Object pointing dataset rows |

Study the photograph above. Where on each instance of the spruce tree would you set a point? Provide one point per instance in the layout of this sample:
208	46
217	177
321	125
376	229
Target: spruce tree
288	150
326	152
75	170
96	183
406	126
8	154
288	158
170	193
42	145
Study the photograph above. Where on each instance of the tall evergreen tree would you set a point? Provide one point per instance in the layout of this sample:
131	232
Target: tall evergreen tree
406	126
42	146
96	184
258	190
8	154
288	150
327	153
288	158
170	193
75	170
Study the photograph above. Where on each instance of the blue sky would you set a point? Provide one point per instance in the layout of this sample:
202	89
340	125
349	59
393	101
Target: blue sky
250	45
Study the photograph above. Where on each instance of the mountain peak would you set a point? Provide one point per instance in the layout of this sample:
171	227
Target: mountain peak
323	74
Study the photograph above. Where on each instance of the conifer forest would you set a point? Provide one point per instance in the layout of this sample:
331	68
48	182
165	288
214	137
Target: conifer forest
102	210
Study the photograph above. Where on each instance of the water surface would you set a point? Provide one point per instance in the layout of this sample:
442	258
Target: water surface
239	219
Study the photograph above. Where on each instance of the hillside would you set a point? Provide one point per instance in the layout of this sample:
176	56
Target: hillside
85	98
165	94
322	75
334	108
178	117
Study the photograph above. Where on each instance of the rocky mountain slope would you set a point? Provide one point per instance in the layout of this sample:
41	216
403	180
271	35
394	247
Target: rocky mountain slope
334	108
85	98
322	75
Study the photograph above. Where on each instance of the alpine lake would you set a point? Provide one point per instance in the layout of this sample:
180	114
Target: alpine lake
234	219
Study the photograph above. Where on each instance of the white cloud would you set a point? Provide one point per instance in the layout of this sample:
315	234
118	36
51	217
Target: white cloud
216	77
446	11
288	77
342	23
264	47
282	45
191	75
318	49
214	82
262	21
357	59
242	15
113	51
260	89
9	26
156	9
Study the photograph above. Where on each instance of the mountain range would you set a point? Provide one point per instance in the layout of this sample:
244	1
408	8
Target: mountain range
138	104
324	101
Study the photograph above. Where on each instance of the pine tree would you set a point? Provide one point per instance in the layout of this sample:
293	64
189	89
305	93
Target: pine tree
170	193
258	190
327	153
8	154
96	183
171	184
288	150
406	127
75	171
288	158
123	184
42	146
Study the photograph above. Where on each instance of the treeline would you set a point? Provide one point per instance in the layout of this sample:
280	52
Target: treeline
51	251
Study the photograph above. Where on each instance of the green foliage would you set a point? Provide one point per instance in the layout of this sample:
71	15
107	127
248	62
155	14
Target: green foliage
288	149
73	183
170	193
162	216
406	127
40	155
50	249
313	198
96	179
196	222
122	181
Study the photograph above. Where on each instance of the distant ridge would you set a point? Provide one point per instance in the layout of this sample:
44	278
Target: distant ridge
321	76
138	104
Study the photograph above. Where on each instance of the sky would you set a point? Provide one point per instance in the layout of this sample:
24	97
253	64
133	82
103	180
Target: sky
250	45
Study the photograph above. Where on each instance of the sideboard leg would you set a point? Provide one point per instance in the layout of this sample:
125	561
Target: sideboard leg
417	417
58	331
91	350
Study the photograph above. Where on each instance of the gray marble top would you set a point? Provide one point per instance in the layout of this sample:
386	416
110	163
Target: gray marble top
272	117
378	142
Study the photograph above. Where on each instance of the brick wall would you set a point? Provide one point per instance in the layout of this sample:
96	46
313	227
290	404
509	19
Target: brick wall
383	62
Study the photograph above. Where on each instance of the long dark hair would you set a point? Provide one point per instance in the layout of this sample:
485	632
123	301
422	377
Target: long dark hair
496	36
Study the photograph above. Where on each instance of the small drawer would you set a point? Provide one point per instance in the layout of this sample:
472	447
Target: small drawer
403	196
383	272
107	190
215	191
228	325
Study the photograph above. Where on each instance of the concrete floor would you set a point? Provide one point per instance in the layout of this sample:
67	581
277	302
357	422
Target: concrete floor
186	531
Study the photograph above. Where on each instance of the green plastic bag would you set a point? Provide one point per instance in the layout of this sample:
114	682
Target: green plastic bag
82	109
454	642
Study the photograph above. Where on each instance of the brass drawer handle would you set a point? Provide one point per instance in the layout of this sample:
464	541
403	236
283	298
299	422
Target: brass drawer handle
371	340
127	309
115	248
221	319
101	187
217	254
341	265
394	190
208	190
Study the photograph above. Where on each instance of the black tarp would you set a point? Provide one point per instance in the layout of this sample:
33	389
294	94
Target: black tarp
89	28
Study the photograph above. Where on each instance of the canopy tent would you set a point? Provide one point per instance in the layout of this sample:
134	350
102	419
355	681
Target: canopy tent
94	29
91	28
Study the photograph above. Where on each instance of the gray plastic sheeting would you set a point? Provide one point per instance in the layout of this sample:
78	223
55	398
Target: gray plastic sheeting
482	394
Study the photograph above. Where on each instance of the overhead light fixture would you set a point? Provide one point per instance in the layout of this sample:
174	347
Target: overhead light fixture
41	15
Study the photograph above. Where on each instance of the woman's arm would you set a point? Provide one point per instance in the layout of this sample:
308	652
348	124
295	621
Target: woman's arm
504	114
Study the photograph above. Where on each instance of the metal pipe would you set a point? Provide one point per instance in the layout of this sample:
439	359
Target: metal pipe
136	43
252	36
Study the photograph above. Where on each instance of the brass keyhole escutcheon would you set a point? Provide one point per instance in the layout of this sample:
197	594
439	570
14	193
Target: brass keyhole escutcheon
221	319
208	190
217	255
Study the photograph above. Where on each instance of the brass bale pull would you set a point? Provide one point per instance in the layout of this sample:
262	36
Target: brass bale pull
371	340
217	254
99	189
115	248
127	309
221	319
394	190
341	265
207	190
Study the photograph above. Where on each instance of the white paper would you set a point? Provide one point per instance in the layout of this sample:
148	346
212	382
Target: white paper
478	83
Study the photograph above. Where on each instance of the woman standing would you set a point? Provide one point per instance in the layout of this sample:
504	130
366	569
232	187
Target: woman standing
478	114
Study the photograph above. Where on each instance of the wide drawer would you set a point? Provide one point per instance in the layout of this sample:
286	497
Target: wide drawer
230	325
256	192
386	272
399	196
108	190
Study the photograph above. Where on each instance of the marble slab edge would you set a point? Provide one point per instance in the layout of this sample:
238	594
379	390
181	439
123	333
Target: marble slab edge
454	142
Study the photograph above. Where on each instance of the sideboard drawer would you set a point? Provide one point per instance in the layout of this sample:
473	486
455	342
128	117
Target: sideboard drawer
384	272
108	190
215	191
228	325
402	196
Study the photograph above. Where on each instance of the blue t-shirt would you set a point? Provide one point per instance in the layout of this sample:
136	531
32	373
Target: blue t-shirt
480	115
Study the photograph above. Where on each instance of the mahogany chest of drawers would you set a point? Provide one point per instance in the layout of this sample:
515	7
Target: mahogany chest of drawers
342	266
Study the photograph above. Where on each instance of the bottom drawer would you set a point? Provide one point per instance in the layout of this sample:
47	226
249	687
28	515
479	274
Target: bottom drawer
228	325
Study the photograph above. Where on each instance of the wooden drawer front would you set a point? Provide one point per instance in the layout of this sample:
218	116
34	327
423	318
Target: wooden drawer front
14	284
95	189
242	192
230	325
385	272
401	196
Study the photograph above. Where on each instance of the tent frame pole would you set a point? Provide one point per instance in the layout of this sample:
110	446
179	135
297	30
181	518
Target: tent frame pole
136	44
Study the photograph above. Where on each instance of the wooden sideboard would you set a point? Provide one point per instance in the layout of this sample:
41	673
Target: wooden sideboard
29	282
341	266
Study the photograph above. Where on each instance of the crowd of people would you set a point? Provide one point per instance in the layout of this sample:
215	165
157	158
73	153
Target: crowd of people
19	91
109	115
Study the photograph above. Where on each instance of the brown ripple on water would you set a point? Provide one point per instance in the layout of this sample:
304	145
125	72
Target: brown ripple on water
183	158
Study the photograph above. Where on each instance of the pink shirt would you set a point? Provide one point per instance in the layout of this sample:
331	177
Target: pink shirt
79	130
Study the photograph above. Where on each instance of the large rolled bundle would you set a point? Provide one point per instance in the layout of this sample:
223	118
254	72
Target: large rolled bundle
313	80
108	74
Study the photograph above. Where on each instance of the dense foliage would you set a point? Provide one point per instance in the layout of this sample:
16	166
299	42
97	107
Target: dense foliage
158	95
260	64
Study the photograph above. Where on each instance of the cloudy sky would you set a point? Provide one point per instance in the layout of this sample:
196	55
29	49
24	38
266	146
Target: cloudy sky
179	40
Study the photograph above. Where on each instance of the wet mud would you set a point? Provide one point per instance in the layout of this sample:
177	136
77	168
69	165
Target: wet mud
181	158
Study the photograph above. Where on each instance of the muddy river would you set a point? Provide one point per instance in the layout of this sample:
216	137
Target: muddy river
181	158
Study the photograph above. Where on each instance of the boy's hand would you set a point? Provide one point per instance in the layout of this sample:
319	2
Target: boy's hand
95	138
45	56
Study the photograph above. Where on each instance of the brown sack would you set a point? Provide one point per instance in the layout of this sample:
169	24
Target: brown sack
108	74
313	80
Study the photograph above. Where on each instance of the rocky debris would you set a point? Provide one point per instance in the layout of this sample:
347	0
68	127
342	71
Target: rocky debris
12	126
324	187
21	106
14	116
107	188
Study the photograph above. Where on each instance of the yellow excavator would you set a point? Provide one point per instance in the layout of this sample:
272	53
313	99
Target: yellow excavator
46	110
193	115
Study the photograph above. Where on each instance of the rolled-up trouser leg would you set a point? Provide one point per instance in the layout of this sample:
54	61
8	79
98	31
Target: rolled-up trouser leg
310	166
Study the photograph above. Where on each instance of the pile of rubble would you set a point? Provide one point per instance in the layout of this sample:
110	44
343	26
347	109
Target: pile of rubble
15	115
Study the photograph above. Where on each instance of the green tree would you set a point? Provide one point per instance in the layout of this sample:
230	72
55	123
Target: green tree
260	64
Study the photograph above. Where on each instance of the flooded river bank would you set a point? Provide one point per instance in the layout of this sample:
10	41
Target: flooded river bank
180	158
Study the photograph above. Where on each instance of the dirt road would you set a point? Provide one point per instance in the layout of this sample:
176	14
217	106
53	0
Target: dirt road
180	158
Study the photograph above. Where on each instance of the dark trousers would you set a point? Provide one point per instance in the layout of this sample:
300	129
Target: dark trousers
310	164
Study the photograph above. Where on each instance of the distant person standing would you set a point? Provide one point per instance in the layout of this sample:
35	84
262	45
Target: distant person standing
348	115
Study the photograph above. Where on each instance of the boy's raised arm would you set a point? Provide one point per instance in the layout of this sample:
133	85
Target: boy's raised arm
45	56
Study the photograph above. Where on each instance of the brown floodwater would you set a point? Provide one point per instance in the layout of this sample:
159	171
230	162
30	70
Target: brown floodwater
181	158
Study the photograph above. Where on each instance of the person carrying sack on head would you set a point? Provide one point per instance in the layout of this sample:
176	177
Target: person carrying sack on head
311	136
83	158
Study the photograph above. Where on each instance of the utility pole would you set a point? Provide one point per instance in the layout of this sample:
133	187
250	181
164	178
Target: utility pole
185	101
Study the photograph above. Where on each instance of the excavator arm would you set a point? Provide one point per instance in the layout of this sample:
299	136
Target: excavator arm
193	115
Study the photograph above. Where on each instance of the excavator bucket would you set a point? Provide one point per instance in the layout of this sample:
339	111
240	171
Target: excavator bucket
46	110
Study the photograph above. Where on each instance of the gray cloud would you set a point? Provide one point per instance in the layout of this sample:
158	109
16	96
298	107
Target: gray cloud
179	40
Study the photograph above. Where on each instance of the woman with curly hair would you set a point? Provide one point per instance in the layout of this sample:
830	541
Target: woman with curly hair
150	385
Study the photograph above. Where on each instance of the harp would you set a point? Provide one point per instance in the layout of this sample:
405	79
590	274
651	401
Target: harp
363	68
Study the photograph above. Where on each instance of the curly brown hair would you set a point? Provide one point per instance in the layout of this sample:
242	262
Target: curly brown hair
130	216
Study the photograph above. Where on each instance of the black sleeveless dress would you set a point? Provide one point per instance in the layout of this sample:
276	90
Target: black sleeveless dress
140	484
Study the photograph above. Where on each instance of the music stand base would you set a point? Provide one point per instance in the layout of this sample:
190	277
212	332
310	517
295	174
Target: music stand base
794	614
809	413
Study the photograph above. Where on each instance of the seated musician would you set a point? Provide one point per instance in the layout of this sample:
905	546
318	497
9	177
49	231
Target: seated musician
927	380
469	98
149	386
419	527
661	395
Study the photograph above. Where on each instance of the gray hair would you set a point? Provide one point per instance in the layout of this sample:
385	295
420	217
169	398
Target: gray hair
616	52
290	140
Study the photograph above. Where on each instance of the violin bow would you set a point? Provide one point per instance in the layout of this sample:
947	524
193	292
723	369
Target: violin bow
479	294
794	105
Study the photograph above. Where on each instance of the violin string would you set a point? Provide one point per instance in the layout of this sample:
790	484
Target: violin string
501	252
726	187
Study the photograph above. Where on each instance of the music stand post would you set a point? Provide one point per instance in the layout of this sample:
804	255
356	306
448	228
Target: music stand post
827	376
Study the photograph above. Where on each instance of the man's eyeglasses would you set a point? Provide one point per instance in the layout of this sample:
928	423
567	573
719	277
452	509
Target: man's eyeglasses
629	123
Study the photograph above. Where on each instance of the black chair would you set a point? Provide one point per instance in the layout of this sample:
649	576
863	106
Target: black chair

Short task | Copy out exactly the lines between the line with "stand post would" and the last line of the entries, counting both of those lines.

Response to this task |
Study the photograph above. Where on each instance of the music stand post would you set a point? Provide one point per instance in the layout of this sample:
804	255
356	306
448	228
Target: music stand post
827	376
Study the photograph above. Where on each instance of the man's eyeglasses would you set a point? Provide one point per instance in the layout of this sample:
928	423
567	573
719	277
452	509
Target: man's eyeglasses
629	123
Study the photograph above. Where on each instance of the black chair would you set a point? Provide one point per instance in the layout of this sample:
649	576
863	106
Target: black chair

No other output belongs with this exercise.